**WHAT TO DO**
• a. In one to three sentences, explain why the wind power patent page says the power system is coordinated according to prediction error and prediction amount.
• b. Write the next part of the wind power patent page, picking up after its technical field statement.

**SOURCE EXTRACT**
--------------------------------

US20160169202A1

US20160169202A1 - Short-term operation optimization method of electric power system including large-scale wind power

Info

Publication number: US20160169202A1
Application number: US14/648,663
Authority: US
Inventors: Ningbo Wang; Ming Ma; Yanhong Ma; Guangtu Liu; Long Zhao; Qiang Zhou; Dingmei Wang; Liang Lu; Jianmei Zhang; Qingquan Lv
Original assignee: State Grid Gansu Eletric Power Corp; State Grid Corp of China SGCC; State Grid Gansu Electric Power Co Ltd
Current assignee: State Grid Gansu Eletric Power Corp; State Grid Corp of China SGCC; State Grid Gansu Electric Power Co Ltd
Priority date: 2013-05-03
Filing date: 2014-04-02
Publication date: 2016-06-16
Also published as: CN103259285A; CN103259285B; WO2014176930A1

Abstract

The present invention discloses a short-term operation optimization method for a power system including large-scale wind power, comprising modeling the randomness of wind power output, modeling the randomness of the load of electric power system and modeling net load of electric power system. Net load refers that for probability distribution of net load that is too discretized, probability distribution curve of net load is divided into N intervals, the probabilities for each interval are obtained and probability distribution curve of net load is obtained through calculating and weighing each interval. Through calculating randomness of power wind output and standard deviation of load prediction error of the electric power system, net load prediction error of the electric power system is obtained and reasonable coordination is made on the electric power system according to prediction error and prediction amount to better regulate the correlations between randomness, volatility, regionalism, double-circuit peak shaving and load of wind power generation, so as to realize optimization operation of the electric power system.

Description

TECHNICAL FIELD

The present invention refers to a short-term operation optimization method of an electric power system including large-scale wind power.

--------------------------------

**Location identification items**
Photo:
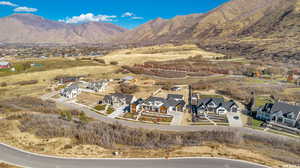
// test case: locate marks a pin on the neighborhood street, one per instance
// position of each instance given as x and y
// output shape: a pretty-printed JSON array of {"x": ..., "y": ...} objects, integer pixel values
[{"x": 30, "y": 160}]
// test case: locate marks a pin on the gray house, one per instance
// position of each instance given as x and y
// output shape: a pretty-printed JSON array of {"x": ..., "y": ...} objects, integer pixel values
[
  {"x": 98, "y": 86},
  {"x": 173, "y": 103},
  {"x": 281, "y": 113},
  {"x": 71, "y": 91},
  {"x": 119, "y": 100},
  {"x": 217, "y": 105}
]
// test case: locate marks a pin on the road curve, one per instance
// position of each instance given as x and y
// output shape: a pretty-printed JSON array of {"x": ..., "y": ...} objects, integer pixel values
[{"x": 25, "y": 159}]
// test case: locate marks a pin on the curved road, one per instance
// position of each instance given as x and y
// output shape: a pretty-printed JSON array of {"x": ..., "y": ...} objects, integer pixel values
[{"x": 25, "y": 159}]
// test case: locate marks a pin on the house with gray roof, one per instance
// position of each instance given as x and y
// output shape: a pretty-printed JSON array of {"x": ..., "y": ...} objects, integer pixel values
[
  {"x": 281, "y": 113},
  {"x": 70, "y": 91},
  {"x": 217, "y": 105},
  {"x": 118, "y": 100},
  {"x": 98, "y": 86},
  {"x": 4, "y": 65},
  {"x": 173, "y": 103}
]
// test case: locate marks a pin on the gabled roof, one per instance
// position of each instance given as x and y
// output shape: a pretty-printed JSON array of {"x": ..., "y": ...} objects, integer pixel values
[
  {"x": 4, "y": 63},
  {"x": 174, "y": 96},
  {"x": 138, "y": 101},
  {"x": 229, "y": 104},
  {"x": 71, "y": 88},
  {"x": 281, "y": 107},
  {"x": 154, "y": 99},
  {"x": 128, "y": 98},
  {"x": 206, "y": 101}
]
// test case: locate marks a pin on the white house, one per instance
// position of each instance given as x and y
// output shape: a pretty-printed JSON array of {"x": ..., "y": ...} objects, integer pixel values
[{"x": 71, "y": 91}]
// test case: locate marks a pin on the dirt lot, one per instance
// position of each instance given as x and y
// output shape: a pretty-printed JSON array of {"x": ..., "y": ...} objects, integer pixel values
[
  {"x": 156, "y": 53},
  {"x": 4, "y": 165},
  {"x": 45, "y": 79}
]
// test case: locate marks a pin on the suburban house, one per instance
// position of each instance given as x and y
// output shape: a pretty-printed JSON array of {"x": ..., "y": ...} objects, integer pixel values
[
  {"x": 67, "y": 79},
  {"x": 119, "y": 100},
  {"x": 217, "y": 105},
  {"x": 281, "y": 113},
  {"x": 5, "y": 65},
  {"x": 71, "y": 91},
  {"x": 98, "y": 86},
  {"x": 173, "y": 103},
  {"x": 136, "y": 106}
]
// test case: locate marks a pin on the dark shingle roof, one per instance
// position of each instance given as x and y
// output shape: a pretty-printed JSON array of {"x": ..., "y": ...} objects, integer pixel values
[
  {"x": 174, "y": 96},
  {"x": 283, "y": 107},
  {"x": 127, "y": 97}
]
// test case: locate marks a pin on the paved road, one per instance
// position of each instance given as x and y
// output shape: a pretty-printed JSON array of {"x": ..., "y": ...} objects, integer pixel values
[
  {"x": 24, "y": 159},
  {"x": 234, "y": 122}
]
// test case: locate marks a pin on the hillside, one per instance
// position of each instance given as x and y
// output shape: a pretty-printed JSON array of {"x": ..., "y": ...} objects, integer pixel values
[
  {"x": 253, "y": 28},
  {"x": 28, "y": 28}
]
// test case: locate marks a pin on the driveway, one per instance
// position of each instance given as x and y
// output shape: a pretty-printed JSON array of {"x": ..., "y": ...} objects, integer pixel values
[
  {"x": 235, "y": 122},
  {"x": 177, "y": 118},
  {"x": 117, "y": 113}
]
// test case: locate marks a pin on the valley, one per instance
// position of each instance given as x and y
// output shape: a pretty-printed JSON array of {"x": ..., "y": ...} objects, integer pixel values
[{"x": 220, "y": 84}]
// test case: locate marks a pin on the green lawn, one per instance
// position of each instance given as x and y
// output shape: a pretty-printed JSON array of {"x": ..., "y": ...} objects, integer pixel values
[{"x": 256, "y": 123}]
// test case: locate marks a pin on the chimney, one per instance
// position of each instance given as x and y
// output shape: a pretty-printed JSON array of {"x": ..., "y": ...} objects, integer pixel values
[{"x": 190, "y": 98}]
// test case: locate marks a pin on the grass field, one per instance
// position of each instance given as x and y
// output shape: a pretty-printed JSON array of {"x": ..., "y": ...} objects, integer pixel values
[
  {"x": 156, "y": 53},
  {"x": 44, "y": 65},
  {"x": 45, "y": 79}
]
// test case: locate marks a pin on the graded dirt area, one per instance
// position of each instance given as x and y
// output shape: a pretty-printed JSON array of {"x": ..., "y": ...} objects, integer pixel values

--------------------------------

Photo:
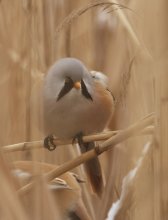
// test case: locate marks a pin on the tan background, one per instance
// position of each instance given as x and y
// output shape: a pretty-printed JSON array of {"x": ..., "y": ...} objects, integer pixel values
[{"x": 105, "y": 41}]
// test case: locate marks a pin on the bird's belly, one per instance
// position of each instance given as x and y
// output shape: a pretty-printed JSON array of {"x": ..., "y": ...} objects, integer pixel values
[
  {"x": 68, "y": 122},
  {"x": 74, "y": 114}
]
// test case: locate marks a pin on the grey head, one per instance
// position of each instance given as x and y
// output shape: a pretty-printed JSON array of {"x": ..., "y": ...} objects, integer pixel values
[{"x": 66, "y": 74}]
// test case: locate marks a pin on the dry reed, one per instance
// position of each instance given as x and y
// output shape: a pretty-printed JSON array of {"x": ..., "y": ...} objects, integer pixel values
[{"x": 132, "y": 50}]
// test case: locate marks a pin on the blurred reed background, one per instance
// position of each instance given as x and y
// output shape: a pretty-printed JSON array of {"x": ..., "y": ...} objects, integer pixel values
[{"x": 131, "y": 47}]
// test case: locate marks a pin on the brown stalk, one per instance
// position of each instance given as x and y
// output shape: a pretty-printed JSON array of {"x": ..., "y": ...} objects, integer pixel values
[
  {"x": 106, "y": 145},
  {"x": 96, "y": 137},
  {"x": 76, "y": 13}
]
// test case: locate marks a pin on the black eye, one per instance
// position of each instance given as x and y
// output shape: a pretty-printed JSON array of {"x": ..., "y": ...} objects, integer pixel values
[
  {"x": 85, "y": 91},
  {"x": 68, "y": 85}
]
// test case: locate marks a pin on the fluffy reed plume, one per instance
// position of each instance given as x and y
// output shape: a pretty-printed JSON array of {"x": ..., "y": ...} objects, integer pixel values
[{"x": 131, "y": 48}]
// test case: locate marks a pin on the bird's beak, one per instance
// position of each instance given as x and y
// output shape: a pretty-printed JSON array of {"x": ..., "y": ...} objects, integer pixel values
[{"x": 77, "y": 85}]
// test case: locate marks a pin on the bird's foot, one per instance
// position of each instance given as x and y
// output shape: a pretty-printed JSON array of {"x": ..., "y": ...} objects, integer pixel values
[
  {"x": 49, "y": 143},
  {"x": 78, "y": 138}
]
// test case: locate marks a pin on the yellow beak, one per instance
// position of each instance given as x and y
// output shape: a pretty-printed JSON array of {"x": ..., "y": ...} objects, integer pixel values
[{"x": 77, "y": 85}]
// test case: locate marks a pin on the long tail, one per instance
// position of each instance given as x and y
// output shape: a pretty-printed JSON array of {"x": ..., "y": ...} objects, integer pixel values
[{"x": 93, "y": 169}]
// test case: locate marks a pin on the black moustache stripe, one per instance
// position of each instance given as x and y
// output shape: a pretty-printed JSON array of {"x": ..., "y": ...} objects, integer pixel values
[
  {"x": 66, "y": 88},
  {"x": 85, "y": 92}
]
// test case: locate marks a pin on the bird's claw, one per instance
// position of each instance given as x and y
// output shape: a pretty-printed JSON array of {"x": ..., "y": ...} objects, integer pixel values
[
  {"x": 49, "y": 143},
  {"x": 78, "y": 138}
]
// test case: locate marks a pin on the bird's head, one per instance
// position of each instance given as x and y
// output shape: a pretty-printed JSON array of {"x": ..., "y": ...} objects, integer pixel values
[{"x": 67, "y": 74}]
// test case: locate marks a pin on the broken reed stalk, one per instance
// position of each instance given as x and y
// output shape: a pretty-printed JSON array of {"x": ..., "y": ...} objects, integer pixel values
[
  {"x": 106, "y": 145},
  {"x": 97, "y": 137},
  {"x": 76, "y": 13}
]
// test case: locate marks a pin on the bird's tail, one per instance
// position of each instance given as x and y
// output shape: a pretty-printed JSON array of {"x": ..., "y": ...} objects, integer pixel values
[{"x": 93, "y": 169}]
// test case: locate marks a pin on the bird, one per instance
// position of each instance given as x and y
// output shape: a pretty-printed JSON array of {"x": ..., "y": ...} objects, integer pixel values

--------------------------------

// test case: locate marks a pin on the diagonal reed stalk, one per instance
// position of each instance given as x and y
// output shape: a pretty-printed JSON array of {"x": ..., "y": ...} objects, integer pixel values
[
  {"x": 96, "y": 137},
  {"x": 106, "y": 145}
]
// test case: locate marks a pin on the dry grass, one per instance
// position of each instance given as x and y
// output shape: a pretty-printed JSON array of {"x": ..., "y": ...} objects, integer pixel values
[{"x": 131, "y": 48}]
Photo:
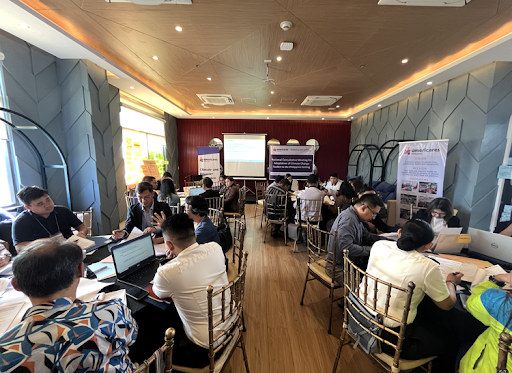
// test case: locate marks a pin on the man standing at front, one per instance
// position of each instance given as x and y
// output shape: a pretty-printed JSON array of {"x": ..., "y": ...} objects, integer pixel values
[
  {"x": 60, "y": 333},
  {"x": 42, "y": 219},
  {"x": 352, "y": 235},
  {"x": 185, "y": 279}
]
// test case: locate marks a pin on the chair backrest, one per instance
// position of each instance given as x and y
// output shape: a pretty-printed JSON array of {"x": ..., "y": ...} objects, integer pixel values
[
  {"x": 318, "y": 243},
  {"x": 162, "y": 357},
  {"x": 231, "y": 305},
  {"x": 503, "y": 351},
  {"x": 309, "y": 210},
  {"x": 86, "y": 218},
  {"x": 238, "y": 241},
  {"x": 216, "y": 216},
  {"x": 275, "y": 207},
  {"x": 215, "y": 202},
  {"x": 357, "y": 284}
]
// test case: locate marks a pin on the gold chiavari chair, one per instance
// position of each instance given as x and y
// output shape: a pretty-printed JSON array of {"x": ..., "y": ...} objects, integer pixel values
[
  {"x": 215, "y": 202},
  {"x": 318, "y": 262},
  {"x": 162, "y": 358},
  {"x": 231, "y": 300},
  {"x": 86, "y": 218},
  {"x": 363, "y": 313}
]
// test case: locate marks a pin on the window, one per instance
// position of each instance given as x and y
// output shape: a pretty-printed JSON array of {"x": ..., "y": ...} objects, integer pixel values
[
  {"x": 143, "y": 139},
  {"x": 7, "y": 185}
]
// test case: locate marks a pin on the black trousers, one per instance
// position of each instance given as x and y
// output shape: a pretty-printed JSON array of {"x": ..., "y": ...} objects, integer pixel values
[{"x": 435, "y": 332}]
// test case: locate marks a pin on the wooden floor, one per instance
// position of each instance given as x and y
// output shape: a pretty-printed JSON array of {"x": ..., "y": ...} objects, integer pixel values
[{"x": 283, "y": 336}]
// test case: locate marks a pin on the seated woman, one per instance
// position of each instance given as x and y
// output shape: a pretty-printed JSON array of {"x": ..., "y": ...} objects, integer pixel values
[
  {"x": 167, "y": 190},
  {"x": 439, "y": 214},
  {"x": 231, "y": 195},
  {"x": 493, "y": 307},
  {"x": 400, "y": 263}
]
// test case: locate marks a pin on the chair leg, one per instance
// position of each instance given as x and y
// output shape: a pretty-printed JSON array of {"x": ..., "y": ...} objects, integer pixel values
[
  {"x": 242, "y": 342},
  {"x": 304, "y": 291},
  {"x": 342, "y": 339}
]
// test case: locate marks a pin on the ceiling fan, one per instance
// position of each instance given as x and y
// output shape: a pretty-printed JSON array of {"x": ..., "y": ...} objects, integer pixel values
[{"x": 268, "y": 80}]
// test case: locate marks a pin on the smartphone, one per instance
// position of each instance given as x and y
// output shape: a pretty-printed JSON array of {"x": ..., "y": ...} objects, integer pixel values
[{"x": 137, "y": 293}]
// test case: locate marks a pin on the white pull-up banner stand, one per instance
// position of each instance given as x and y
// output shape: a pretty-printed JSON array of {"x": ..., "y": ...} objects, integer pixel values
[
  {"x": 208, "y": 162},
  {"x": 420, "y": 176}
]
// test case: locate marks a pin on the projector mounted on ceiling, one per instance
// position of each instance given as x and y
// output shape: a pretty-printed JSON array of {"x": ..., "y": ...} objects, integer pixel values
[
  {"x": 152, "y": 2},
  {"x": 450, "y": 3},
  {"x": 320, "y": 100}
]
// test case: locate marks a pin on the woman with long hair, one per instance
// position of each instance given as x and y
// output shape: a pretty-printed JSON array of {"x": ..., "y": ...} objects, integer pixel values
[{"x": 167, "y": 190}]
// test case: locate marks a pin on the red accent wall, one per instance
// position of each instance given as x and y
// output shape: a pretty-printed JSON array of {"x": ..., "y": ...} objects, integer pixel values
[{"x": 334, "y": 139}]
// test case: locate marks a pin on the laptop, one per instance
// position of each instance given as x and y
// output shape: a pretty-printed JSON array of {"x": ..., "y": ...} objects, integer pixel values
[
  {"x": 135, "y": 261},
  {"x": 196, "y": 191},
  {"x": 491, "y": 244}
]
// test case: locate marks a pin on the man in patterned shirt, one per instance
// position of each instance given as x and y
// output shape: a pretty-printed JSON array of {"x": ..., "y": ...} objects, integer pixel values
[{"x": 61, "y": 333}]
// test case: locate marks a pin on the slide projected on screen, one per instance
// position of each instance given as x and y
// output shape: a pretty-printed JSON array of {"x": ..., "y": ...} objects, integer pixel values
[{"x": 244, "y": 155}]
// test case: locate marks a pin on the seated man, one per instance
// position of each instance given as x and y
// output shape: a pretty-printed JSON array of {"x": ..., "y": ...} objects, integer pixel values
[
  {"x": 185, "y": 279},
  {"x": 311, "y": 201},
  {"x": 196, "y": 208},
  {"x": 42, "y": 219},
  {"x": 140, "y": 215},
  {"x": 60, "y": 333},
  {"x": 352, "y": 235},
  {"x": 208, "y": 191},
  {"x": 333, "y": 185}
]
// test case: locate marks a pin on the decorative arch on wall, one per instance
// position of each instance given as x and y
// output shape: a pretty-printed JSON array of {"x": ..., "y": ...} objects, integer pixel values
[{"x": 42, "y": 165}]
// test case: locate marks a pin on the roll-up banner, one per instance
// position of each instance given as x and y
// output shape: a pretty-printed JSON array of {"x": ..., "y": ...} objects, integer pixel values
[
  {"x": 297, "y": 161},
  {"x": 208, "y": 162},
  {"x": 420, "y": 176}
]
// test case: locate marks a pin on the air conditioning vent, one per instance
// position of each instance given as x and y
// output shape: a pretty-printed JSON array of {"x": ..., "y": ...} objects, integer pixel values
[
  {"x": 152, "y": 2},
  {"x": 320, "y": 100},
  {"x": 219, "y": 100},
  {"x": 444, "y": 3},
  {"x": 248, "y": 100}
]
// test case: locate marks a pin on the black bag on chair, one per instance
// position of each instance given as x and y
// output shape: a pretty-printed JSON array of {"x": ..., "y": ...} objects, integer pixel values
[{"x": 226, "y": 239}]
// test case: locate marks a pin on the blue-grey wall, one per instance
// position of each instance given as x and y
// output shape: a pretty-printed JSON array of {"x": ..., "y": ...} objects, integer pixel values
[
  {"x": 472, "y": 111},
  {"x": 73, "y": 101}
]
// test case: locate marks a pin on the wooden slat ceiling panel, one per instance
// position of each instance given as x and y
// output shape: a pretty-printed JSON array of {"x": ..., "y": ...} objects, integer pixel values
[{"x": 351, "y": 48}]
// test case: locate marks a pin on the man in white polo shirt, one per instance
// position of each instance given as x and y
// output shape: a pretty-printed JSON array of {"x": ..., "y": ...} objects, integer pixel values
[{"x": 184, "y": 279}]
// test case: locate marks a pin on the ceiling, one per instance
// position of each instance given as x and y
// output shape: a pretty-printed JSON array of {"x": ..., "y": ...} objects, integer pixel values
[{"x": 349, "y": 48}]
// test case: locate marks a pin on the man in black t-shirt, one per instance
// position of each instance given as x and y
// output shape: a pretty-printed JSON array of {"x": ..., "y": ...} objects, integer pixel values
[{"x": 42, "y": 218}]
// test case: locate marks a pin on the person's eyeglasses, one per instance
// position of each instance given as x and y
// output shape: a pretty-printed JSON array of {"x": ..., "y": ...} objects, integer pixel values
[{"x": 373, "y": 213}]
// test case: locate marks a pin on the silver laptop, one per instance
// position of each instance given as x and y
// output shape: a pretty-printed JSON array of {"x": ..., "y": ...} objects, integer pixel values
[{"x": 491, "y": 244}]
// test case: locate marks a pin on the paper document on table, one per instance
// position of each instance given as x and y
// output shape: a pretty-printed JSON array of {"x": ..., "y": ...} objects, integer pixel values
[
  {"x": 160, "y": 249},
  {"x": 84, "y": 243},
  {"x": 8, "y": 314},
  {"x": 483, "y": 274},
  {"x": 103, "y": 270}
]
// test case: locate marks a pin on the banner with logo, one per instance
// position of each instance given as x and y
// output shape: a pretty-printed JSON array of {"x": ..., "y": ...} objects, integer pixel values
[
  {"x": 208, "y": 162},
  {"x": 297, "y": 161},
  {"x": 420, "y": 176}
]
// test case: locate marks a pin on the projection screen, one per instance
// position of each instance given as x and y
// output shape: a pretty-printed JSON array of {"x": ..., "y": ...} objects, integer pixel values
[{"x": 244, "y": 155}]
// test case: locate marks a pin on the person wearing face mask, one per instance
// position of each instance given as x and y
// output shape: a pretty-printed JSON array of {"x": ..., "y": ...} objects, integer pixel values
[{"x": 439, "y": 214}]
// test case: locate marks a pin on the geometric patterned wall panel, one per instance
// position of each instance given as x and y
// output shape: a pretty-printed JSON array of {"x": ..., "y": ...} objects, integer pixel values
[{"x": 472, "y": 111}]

--------------------------------

**ANSWERS TO EACH TASK**
• a. The coordination is meant to better regulate the correlations among the randomness, volatility, regionalism, double-circuit peak shaving and load of wind power generation. This in turn is meant to achieve optimized operation of the electric power system.

• b.
BACKGROUND TECHNOLOGY

At present, when no wind power accesses to an electric power system, the instability of the electric power system is, to a large extent, caused by load fluctuations, and as load fluctuations change slowly and follow certain rules, it is easy to economically make dispatch between units. While after large-scale wind power gets access to a power grid, because of the random fluctuations of the wind power output, the volatility of equivalent load of an electric power system will increase and is hard to predict, so that a large-scale wind power grid connection has a higher requirement for short-term economic dispatch of an electric power system. Besides, as the output of the wind power plant is obviously intermittent and it fluctuates frequently and drastically with time, under extreme conditions, the wind power output rate even might jump among 0-100%, so that it is irregular, which will make power supply of the electric power system less reliable. At the same time, in order to maintain the balance between load and power generation of the electric power system at any time, other units in the electric power system frequently and rapidly regulates output. This will increase operating cost of the system. It shows that the large-scale wind power gets access to a power grid brings more new problems and challenges to the short-term economic dispatch and operation of an electric power system and it has stricter requirement for the operation of the conventional units in the system. On the other hand, limited by prediction technology, prediction accuracy of wind power output is not high and with increasing prediction time, the prediction error also increases constantly. Therefore, while generating power through making full use of wind energy resources, in order to ensure safe, economic and reliable operations of an electric power system, it is important to research short-term operation and optimization of an electric power system including large-scale wind power. In the economic dispatch model that has been built, while meeting various constraint conditions of an electric power system operation and unit operation, in order to coordinate reliability and economy of the power supply of a grid, new short-term economic dispatch mode with multi-time scale and multi-model is needed.
For short-term dispatch, wind power output data and load of each period need to be offered, an electric power system dispatching operation is made on the basis of the prediction of wind power. Researches show that for large-scale wind power grid connection, as a large amount of wind driven generators are geographically widespread, we can prove that the prediction error of the output of a wind power plant follows normal distribution with central-limit theorem. As large-scale wind power concentratedly gets access to a power grid, the prediction error of the wind power output that gets access to the electric power system can be considered as following a normal distribution. Similarly, the research indicates that prediction errors of both load and net load (equivalent load after taking wind power output from load) follow a normal distribution. On this basis, from net load, we can analyze the characteristics of a short-term optimization operation of an electric power system including large-scale wind power, but randomness of wind power output makes it impossible to operate an electric power system optimally.

SUMMARY OF THE INVENTION

For the above issues, the present invention provides a short-term operation optimization method of an electric power system including large-scale wind power to better adjust the correlations between randomness, volatility, regionalism, double-circuit peak shaving and load of wind power generation, so as to realize optimization operation of the electric power system.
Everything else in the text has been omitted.